In April, July and August 2009, the Company entered into a series of convertible notes aggregating $170,000. The notes are due one year from the date of issuance and incur interest at the rate of 10% per annum. In connection with the notes, the Company issued five year warrants to purchase 1,602,857 shares of the Company's common stock at an exercise price of $.05 per share. The warrants may be exercisable at any time for a period of 5 years. No expense was recorded for these warrants as the additional cost was not material. The notes were not paid by the due date; however, the note holders waived the default. During the six months ended April 30, 2011, the Company issued 310,026 common stock shares in payment of accrued interest.



13




Round F loans


In November 2009, January 2010 and March 2010 the Company entered into a series of convertible notes aggregating $419,000. The notes are due one year from the date of issuance and incur interest at the rate of 10% per annum. In connection with the notes, the Company issued five year warrants to purchase 11,971,429 shares of the Company's common stock at an exercise price of $.05 per share. The warrants may be exercisable at any time for a period of 5 years. In connection with the issuance of the warrants and conversion features, the Company has reflected a value totaling $236,417. The fair value of the warrant grant was estimated on the date of the grant using the Black-Scholes option-pricing model with the following weighted average assumptions: expected volatility of 15%, risk free interest rate of 2.068 to 2.60% and expected lives of 5 years. During the six months ended April 30, 2011, the Company issued 1,729,753 common stock shares in payment of accrued interest and principal. The notes were not paid by the due date; however, the note holders waived the default.

• _Data excerpts_
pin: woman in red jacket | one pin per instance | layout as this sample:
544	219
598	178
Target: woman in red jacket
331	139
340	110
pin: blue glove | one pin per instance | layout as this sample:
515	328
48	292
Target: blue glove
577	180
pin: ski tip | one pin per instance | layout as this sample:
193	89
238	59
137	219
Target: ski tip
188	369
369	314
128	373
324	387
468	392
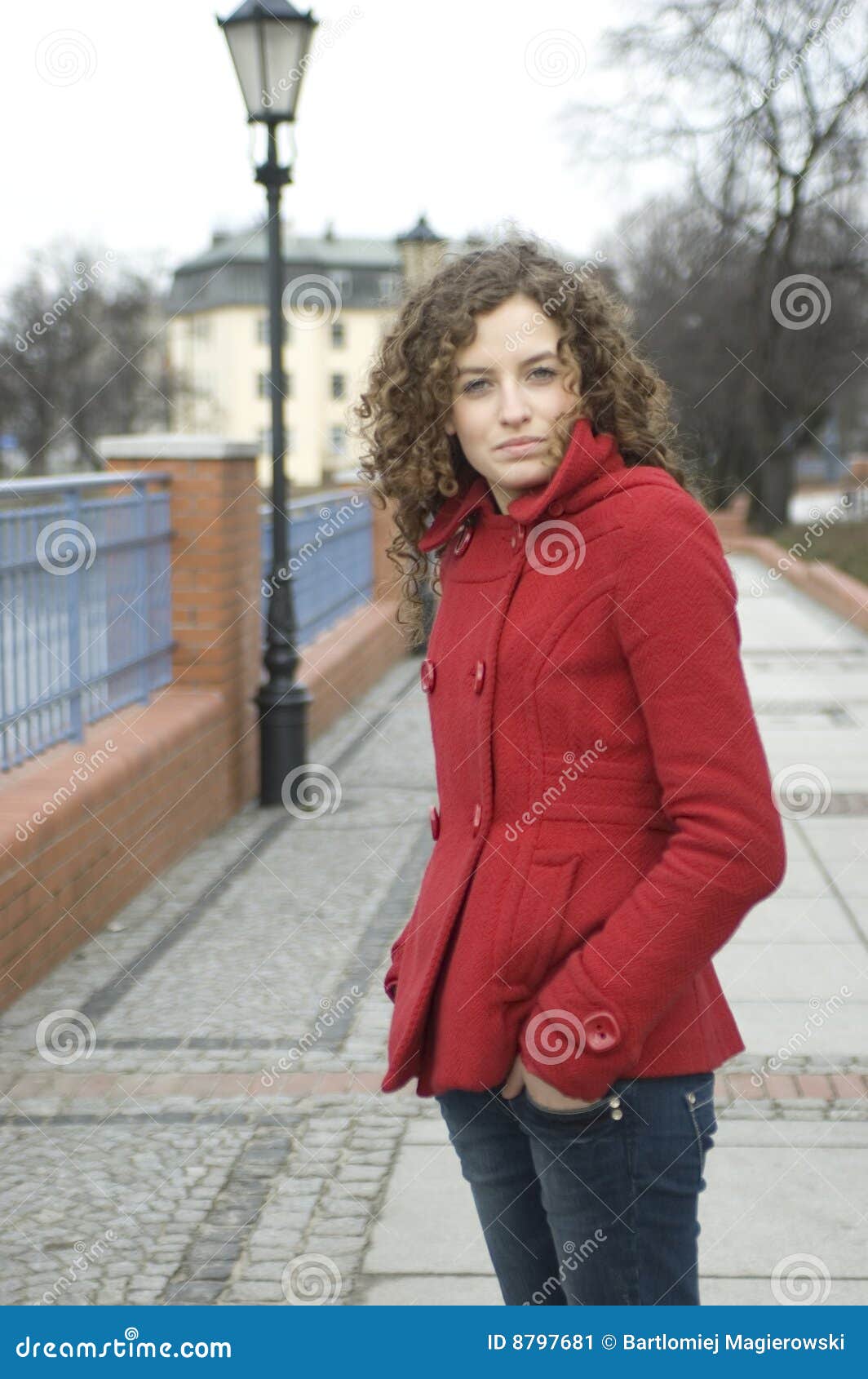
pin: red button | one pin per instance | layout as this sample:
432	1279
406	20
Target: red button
463	541
601	1031
518	535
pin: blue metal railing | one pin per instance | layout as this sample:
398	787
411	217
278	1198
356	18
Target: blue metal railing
84	605
331	559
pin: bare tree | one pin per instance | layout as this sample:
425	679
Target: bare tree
764	106
82	353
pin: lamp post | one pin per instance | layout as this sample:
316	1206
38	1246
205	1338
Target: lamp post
269	42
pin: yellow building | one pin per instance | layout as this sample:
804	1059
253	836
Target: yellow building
338	297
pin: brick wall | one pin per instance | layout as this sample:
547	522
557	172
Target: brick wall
87	825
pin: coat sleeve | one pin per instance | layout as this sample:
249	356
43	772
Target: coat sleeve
390	981
677	625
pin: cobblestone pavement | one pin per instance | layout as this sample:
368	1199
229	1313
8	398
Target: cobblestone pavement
190	1102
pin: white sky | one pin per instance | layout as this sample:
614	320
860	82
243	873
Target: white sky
440	108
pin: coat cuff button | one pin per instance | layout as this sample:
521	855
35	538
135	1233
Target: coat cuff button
602	1031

• _The tasks_
1) Set down the part of the convertible notes passage from "In April, July" up to and including "of accrued interest.", word for word.
2) Rewrite the records from the line with "pin: coat sleeve" up to and including the final line of the records as a JSON list of strings, one string per line, leaving out blank lines.

• _Expected outputs_
1)
In April, July and August 2009, the Company entered into a series of convertible notes aggregating $170,000. The notes are due one year from the date of issuance and incur interest at the rate of 10% per annum. In connection with the notes, the Company issued five year warrants to purchase 1,602,857 shares of the Company's common stock at an exercise price of $.05 per share. The warrants may be exercisable at any time for a period of 5 years. No expense was recorded for these warrants as the additional cost was not material. The notes were not paid by the due date; however, the note holders waived the default. During the six months ended April 30, 2011, the Company issued 310,026 common stock shares in payment of accrued interest.

2)
[
  "pin: coat sleeve | one pin per instance | layout as this sample:",
  "249\t356",
  "43\t772",
  "Target: coat sleeve",
  "390\t981",
  "677\t625",
  "pin: cobblestone pavement | one pin per instance | layout as this sample:",
  "368\t1199",
  "229\t1313",
  "8\t398",
  "Target: cobblestone pavement",
  "190\t1102",
  "pin: white sky | one pin per instance | layout as this sample:",
  "614\t320",
  "860\t82",
  "243\t873",
  "Target: white sky",
  "440\t108",
  "pin: coat cuff button | one pin per instance | layout as this sample:",
  "521\t855",
  "35\t538",
  "135\t1233",
  "Target: coat cuff button",
  "602\t1031"
]